## To do
Return every item below word for word, leaving out the pictures.

## The data
__________________________________________________

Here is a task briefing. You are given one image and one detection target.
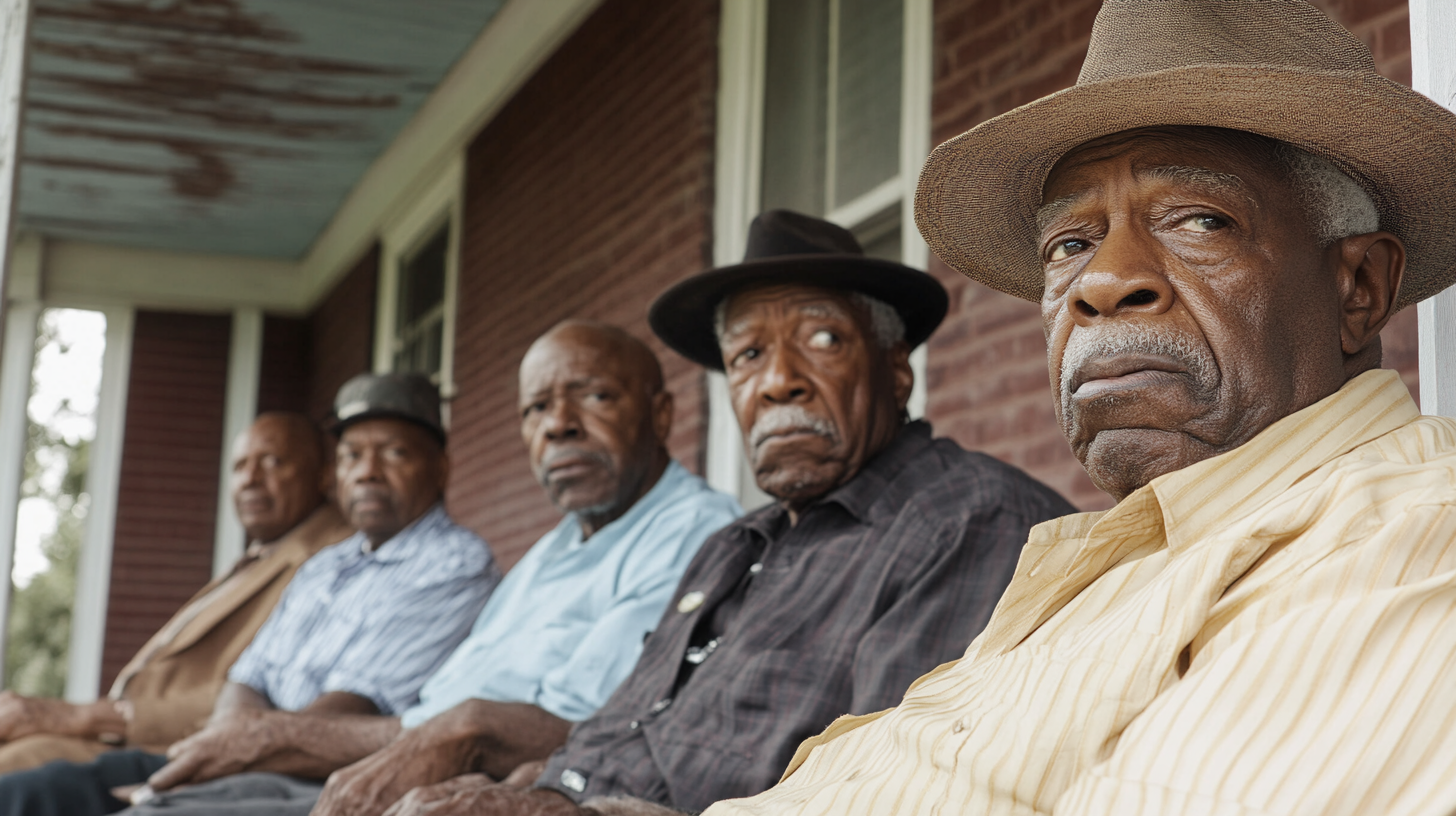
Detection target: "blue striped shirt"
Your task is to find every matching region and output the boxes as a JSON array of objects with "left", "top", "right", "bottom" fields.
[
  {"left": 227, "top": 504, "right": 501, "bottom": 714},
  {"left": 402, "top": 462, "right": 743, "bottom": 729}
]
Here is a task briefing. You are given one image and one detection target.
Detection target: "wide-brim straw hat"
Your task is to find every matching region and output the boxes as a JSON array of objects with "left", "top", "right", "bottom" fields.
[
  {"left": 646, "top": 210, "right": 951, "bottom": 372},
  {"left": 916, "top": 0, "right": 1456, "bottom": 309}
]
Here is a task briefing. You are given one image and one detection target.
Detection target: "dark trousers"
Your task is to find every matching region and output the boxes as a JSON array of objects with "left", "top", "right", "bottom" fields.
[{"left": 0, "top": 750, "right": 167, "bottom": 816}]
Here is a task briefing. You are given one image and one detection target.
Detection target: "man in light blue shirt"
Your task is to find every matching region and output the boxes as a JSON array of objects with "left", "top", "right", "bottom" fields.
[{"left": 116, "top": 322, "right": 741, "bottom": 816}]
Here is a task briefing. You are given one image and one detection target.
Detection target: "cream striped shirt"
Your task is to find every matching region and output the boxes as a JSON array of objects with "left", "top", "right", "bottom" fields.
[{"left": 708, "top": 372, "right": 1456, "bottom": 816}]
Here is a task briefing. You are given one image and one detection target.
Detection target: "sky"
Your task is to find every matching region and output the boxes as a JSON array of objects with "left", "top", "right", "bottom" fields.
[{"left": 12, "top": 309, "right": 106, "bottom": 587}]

__________________________________________________

## Written response
Here is a task briefing. You are given one image and one detection target.
Detection target: "blue striped shirt"
Your task is to find every matching region and output the boxes as a JSON array of objects with "left", "top", "right", "bottom" fields.
[
  {"left": 227, "top": 504, "right": 501, "bottom": 714},
  {"left": 402, "top": 462, "right": 743, "bottom": 729}
]
Here is a task briefing. You are given one image and one detection target.
Detection target: "wide-brim straw hat"
Your task is to find every matching region and output the boxes as a JSON array of objects with "left", "top", "right", "bottom" fields.
[
  {"left": 646, "top": 210, "right": 951, "bottom": 372},
  {"left": 916, "top": 0, "right": 1456, "bottom": 309}
]
Here is a task briefing. You are given one image and one detection target.
Detection target: "dark trousers"
Your task is to find every matching region and output the boxes as a JSON array of objects with "left", "top", "right", "bottom" fields.
[{"left": 0, "top": 750, "right": 167, "bottom": 816}]
Here is a task briefing. You are given one image and one detection target.
Detection target: "man in light blue shirt"
Your task is to find every matching region and output the boxes as a JSON array of objects with "left", "top", "right", "bottom" fields.
[{"left": 116, "top": 322, "right": 741, "bottom": 816}]
Here is a task briefing. You are given one image and one detection target.
Detection target: "cream striped shirt"
Your task is to find every matching region and output the boxes as a JSON array of objects with "left", "top", "right", "bottom" fields.
[{"left": 708, "top": 372, "right": 1456, "bottom": 816}]
Here is a task briefing. You are given one image and one detection target.
Detection target: "sky"
Your task is to find every matching region and output the boxes as a JSON array of objects with "left", "top", "right", "bottom" fields.
[{"left": 12, "top": 309, "right": 106, "bottom": 587}]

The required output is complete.